== GIVEN PASSAGE ==
Forwarding the http input data to http output data

Francesco_Esposito · March 11, 2025, 6:01pm

input {
	http {
		port => 5043
	}
}
filter {
	mutate {
		add_field => { 
			"full_url1" => "http://localhost:9200%{[headers][request_path]}" 
		} 
		add_field => { 
			"full_url2" => "https://anotherendpoint.com%{[headers][request_path]}" 
		} 
		add_field => { 
			"original_content_type" => "%{[headers][content_type]}"
		}
		add_field => { 
			"original_path" => "%{[headers][request_path]}"
		}
		add_field => { 
			"request_body" => "%{[message]}"
		}
	}
}
output {
    file {
        path => "/log_streaming/my_app/log-%{+yyyy-MM-dd_HH.mm.ss.SSS}.log"

== ENTRIES SUPPLIED ==
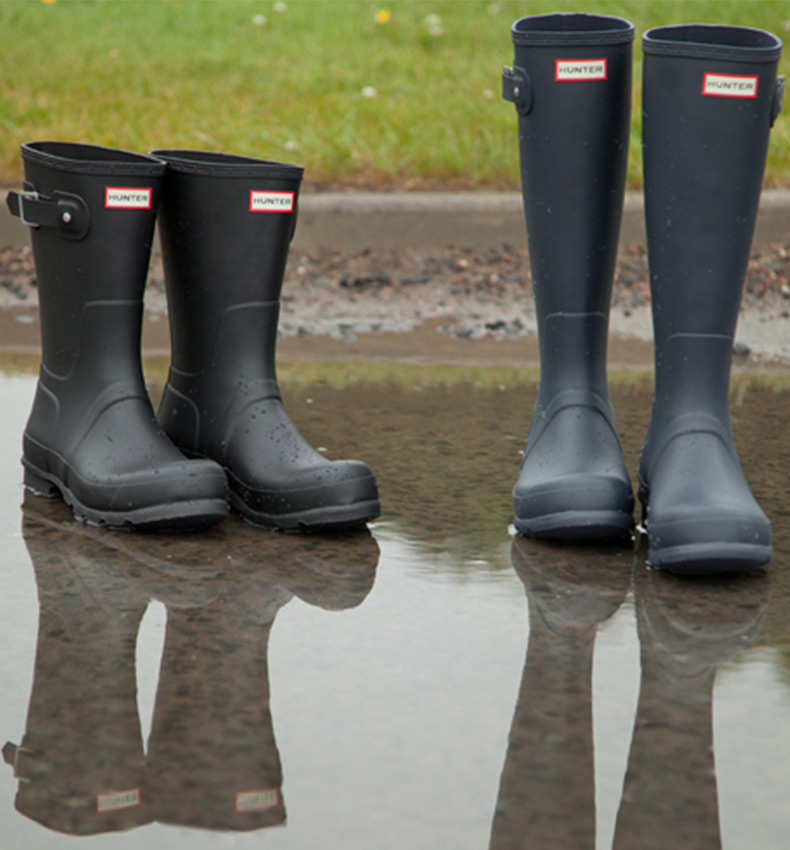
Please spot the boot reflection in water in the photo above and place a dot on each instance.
(687, 628)
(81, 764)
(212, 756)
(547, 789)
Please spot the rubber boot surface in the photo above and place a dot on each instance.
(710, 95)
(92, 436)
(226, 224)
(571, 84)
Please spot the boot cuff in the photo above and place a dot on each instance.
(90, 159)
(227, 165)
(571, 29)
(711, 41)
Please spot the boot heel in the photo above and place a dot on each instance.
(40, 486)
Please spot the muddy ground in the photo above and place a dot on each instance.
(445, 305)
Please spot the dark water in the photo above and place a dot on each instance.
(428, 683)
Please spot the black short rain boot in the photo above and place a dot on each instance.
(92, 436)
(710, 96)
(226, 223)
(571, 84)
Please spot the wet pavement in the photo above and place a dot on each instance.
(430, 682)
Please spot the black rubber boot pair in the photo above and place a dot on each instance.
(92, 437)
(710, 95)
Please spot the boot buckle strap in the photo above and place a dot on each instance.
(65, 212)
(21, 198)
(778, 99)
(15, 755)
(517, 88)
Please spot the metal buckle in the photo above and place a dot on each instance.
(27, 195)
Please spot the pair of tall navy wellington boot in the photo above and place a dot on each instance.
(221, 434)
(709, 98)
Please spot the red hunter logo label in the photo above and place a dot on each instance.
(262, 200)
(573, 70)
(127, 198)
(729, 85)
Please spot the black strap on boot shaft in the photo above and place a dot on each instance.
(517, 88)
(65, 212)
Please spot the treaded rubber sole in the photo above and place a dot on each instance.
(709, 558)
(172, 516)
(577, 525)
(704, 558)
(328, 518)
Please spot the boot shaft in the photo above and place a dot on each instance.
(92, 212)
(225, 225)
(571, 84)
(710, 96)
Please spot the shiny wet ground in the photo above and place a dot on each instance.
(429, 683)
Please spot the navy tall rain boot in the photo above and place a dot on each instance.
(710, 96)
(225, 224)
(571, 84)
(92, 436)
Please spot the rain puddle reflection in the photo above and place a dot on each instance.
(429, 682)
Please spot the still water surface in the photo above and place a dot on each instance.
(428, 683)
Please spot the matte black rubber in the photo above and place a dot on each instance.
(571, 83)
(709, 95)
(92, 436)
(225, 225)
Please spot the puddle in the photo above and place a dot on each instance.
(429, 683)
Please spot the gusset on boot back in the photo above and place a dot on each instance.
(225, 224)
(571, 85)
(710, 96)
(92, 436)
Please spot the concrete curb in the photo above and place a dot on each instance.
(352, 221)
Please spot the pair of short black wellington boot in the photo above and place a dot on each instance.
(221, 433)
(709, 98)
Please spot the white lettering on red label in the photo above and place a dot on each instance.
(127, 198)
(113, 801)
(268, 201)
(257, 801)
(729, 85)
(571, 70)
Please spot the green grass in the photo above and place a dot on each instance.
(141, 75)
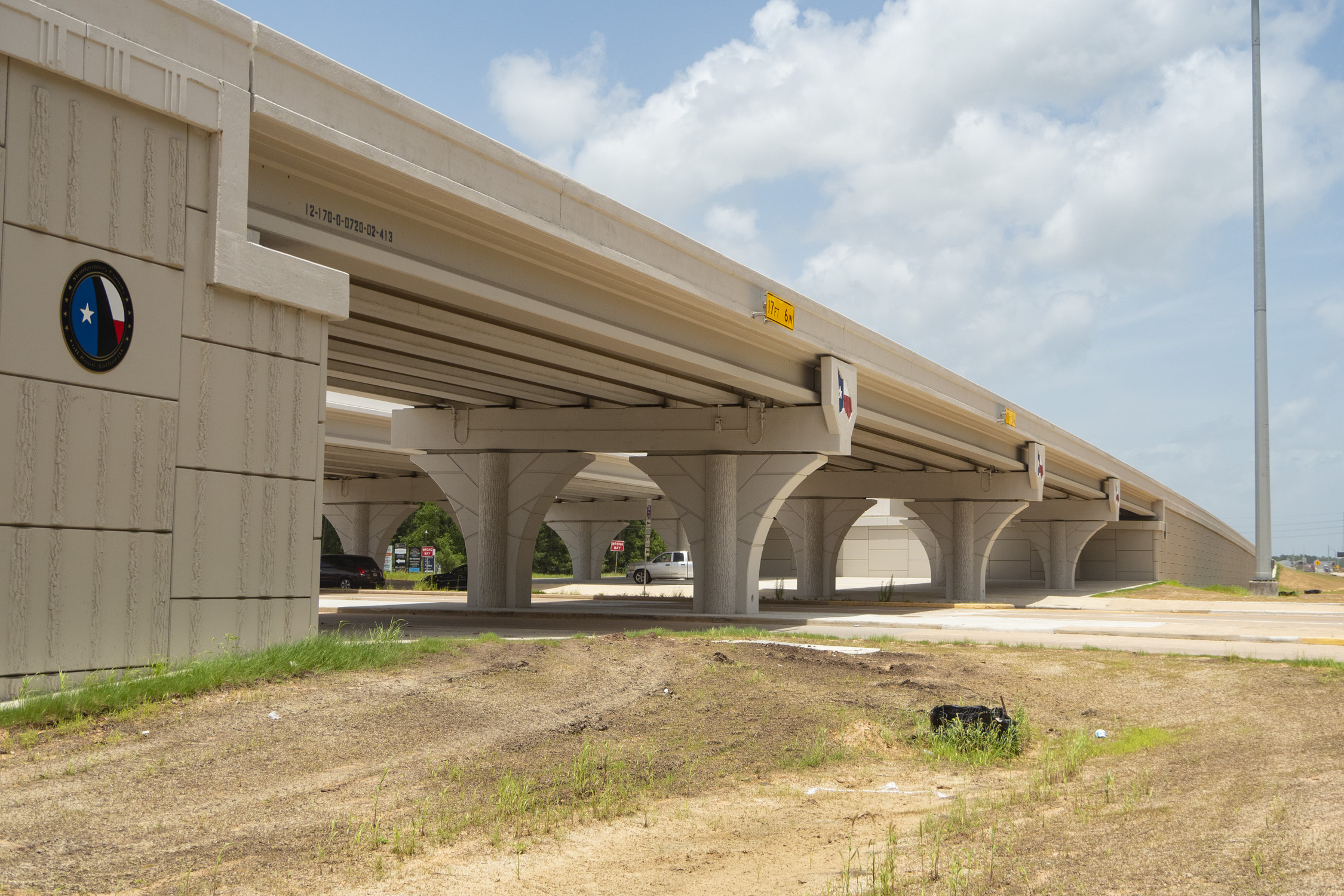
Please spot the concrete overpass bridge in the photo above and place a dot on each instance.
(286, 225)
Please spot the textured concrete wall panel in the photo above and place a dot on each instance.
(82, 600)
(243, 536)
(93, 168)
(81, 457)
(1196, 555)
(234, 624)
(248, 413)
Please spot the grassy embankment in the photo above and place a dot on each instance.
(119, 692)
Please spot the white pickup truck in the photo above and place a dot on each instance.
(670, 564)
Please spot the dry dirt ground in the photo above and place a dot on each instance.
(648, 765)
(1331, 590)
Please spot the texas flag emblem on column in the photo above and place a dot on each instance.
(96, 316)
(846, 403)
(839, 397)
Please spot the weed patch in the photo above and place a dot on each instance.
(119, 692)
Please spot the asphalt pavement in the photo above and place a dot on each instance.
(1269, 630)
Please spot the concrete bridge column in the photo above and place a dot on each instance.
(501, 500)
(816, 530)
(1060, 544)
(966, 532)
(937, 571)
(726, 503)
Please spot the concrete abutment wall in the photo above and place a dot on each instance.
(160, 505)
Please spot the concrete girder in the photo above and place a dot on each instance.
(728, 503)
(923, 485)
(966, 532)
(628, 429)
(604, 511)
(400, 489)
(1060, 544)
(816, 528)
(566, 362)
(501, 503)
(1070, 511)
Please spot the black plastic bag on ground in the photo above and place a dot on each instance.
(995, 718)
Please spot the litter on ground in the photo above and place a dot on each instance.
(814, 646)
(890, 787)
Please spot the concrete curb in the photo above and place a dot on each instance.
(769, 619)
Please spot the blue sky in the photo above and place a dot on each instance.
(1051, 198)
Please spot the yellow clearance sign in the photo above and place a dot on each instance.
(778, 311)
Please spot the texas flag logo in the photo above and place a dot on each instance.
(846, 401)
(96, 316)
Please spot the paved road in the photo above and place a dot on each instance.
(1269, 630)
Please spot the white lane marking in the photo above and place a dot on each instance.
(990, 624)
(811, 646)
(890, 787)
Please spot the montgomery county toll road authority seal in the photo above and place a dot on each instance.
(96, 316)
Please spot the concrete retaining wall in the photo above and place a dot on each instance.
(158, 507)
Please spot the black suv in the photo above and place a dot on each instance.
(450, 581)
(348, 571)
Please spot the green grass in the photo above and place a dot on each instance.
(1117, 743)
(976, 745)
(119, 692)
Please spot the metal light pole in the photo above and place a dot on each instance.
(1264, 584)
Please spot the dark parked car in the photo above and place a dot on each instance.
(348, 571)
(450, 581)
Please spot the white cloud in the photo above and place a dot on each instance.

== WHAT TO DO ==
1: Decide whether each statement below agrees with the forum post. Answer yes or no for each one and quote the exact words from the post that settle it.
(a) The http input listens on port 5043.
(b) The field full_url2 points to localhost on port 9200.
(c) The field request_body takes its value from the message field.
2: In the forum post, what value is assigned to the field original_content_type?
3: Resume the forum post from its final line, picking up right after the file output path.

== RESULTS FOR EACH TASK ==
1:
(a) Yes: "port => 5043"
(b) No: "full_url2" => "https://anotherendpoint.com%{[headers][request_path]}"
(c) Yes: "request_body" => "%{[message]}"

2: It is assigned "%{[headers][content_type]}", the content type header of the incoming request.

3:
    }
	http {
		http_method=>"post"
		format => "message"
		url => "%{[full_url1]}"
		content_type => "application/json"
		message => "%{[request_body]}"
	}
	http {
		http_method=>"post"
		format => "message"
		url => "%{[full_url2]}"
		content_type => "application/json"
		message => "%{[request_body]}"
	}
}

RainTown · March 11, 2025, 8:22pm

Excellent, yes, that seems to work well.

You should likely accept your own answer, and good luck with your project going forward.

Francesco_Esposito · March 12, 2025, 5:04pm

@Badger, I am following the suggestion of moving away from http output plugin to use elasticsearch output plugin.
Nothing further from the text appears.